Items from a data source
★ ★ ★ ★
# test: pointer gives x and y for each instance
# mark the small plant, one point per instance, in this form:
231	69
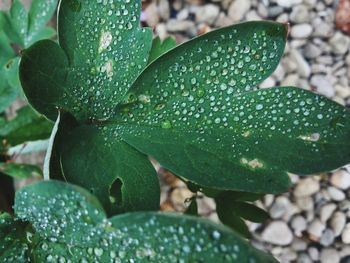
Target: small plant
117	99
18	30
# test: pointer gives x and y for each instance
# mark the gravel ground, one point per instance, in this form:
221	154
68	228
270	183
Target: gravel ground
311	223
★ ★ ★ ★
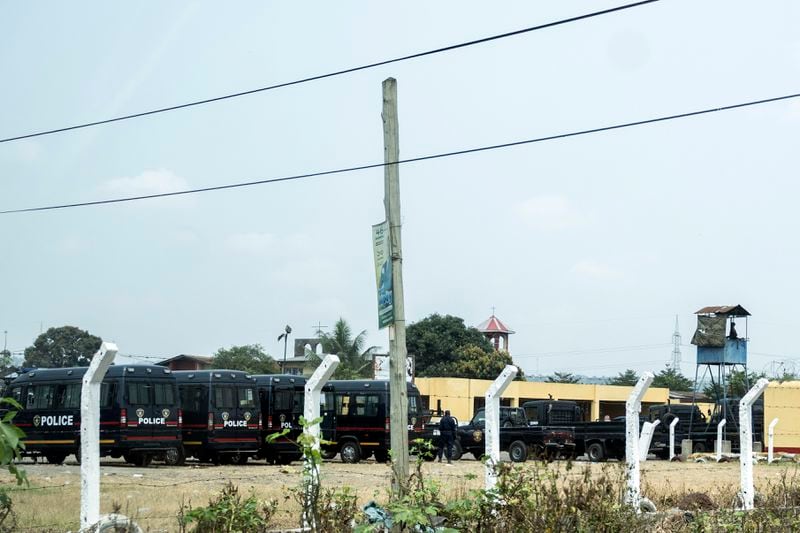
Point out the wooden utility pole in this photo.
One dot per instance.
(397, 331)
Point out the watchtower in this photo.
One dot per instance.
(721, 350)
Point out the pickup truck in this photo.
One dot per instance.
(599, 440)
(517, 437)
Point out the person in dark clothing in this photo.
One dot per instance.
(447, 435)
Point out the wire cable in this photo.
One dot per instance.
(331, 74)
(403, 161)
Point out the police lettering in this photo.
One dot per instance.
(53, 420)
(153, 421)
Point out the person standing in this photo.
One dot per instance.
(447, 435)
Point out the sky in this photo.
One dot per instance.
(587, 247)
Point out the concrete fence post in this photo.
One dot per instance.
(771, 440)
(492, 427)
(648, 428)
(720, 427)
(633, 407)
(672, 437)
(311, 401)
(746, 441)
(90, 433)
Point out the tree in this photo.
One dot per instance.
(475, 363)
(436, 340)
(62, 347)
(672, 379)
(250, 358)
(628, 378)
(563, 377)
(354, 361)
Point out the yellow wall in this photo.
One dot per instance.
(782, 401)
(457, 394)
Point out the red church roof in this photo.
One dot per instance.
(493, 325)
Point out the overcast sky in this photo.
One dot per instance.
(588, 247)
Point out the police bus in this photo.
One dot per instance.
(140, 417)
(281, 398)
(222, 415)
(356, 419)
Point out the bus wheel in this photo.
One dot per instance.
★ ★ ★ ★
**EXERCISE:** "police" is the string to look for; please copy every line of the records above where it appears.

**FINISHED EXERCISE:**
Point out the police lettering in this photo.
Point out the police bus in this photo.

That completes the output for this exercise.